__What this task involves__: An identical reprint of the entire listing below is expected.
START Available data
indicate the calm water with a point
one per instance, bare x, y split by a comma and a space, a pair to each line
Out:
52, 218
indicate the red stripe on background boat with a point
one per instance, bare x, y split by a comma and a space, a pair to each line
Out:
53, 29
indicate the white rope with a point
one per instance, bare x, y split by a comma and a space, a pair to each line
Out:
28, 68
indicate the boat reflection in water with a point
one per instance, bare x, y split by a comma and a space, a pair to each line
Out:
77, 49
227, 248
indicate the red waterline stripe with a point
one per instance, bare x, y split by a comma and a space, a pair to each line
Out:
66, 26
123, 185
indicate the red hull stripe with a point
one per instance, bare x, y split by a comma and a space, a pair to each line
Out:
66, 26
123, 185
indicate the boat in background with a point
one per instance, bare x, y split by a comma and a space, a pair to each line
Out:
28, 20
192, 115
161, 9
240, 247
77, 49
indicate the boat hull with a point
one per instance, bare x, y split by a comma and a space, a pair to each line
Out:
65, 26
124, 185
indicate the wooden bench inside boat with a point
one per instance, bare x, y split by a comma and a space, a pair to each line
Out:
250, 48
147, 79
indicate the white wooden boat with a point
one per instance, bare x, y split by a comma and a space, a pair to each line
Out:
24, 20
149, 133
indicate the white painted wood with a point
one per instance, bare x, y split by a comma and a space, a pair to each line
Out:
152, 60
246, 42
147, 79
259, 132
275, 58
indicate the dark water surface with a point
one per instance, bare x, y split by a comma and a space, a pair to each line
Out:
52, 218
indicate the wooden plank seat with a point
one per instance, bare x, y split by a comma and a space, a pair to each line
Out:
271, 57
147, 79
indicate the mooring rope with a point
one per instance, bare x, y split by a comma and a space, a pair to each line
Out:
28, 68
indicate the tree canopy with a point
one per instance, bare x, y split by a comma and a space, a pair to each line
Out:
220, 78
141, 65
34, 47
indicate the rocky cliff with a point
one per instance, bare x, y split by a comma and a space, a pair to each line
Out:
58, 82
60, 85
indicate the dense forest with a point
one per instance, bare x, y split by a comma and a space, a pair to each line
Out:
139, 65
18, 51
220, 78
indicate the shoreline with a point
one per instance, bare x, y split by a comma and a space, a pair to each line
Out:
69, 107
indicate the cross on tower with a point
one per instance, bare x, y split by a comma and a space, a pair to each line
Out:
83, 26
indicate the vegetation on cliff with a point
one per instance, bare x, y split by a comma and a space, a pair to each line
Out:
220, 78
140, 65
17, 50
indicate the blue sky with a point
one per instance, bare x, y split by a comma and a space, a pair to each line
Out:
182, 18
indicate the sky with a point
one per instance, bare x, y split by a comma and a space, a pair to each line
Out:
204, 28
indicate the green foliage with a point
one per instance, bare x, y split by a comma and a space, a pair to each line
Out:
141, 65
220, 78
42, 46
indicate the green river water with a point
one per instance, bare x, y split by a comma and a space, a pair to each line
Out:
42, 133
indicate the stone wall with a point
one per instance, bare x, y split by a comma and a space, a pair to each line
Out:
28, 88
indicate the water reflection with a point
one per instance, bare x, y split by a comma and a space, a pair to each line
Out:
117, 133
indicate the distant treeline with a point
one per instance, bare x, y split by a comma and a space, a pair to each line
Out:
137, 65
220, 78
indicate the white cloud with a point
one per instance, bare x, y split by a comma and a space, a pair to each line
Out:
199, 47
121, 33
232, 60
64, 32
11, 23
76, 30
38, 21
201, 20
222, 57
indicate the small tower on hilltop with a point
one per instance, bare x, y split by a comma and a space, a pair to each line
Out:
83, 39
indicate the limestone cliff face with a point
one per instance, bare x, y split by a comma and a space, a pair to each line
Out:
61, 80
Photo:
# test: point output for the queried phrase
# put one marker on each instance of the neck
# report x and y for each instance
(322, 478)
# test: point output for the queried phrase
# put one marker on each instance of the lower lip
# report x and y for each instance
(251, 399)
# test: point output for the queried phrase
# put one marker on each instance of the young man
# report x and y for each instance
END Available data
__Problem solution__:
indicate the calm water with a point
one per instance, bare x, y split by a comma and a space, a pair to each line
Out:
52, 218
indicate the red stripe on background boat with a point
one per instance, bare x, y split by a comma and a space, a pair to each line
Out:
53, 29
indicate the white rope with a point
one per instance, bare x, y split by a comma and a space, a pair to each line
Out:
28, 68
indicate the boat reflection in water with a point
one per instance, bare x, y split by a comma and a space, a pair to each line
Out:
77, 49
227, 248
indicate the red waterline stripe with a point
one per instance, bare x, y split by a comma and a space, a pair to each line
Out:
66, 26
123, 185
indicate the red hull stripe with a point
one per instance, bare x, y split by a comma and a space, a pair to each line
Out:
66, 26
123, 185
indicate the boat in background with a point
one per instance, bare x, y split by a comma and a space, a pair to each line
Out:
28, 20
192, 115
161, 9
240, 247
77, 49
indicate the boat hull with a point
one per instance, bare x, y split by a comma and a space, a pair to each line
Out:
65, 26
124, 185
indicate the wooden bench inside boat with a point
one per instance, bare x, y split by a comma and a space, a pair to each line
Out:
250, 48
147, 79
indicate the white wooden boat with a point
one per instance, bare x, y split by a comma and a space, a pair to each line
Out:
24, 20
149, 133
indicate the white painted wood with a point
one per instance, bare x, y split by a comma and a space, a pair to each line
Out:
152, 60
246, 42
147, 79
259, 132
275, 58
indicate the dark water surface with a point
one per instance, bare x, y split by a comma and a space, a pair to each line
Out:
52, 218
indicate the wooden plank seat with a point
one per instance, bare x, y split by a comma and a space, a pair to each line
Out:
271, 57
147, 79
indicate the mooring rope with a point
one per instance, bare x, y split by a comma and a space, a pair to each line
Out:
28, 68
indicate the tree canopy with a point
one per instance, bare x, y split by a comma and a space, a pair to each line
Out:
220, 78
141, 65
34, 47
indicate the rocky cliff with a point
one per instance, bare x, y split by a comma and a space, a pair to each line
Out:
58, 82
60, 85
indicate the dense forest with a point
one per instance, bare x, y split by a comma and a space, a pair to each line
Out:
139, 65
18, 51
220, 78
indicate the shoreline with a point
one per instance, bare x, y split by a comma and a space, a pair to each line
Out:
69, 107
indicate the cross on tower with a point
one per instance, bare x, y split by a comma and a space, a pair to each line
Out:
83, 26
indicate the vegetation on cliff with a point
one per instance, bare x, y split by a comma and a space, a pair to each line
Out:
220, 78
140, 65
17, 50
indicate the blue sky with a point
one per instance, bare x, y split by a comma and a space, a pair to each line
Out:
182, 18
indicate the sky with a point
one per instance, bare x, y split by a comma and a space, a pair to each line
Out:
204, 28
indicate the green foliage with a point
one per instance, bare x, y split by a comma and a space, a pair to each line
Out:
141, 65
220, 78
42, 46
indicate the green river water with a point
one per instance, bare x, y split by a comma and a space, a pair to each line
Out:
42, 133
indicate the stone wall with a point
one per instance, bare x, y split by a comma and a space, a pair to each line
Out:
28, 88
indicate the water reflection with a point
one per instance, bare x, y split by a comma and a space, a pair to each line
Out:
117, 133
indicate the distant treeline with a point
one per instance, bare x, y split by a comma and a space, a pair to each line
Out:
137, 65
220, 78
indicate the white cloud with a point
one per instance, bare x, y split by a comma and a space, a pair to each line
Out:
199, 47
121, 33
232, 60
64, 32
11, 23
76, 30
38, 21
201, 20
222, 57
indicate the small tower on hilltop with a point
one per instance, bare x, y split by a comma and a space, a pair to each line
Out:
83, 39
indicate the limestone cliff face with a point
one per instance, bare x, y split by a comma and a space, a pair to each line
Out:
61, 80
Photo:
# test: point output for the queried phrase
# put one marker on each instance of the neck
# report x and y for each instance
(322, 478)
# test: point output for the queried phrase
# put one marker on each instance of the lower lip
# report x and y for each instance
(251, 399)
# test: point output for the queried phrase
# put one marker on each instance of the young man
# report x and y for each instance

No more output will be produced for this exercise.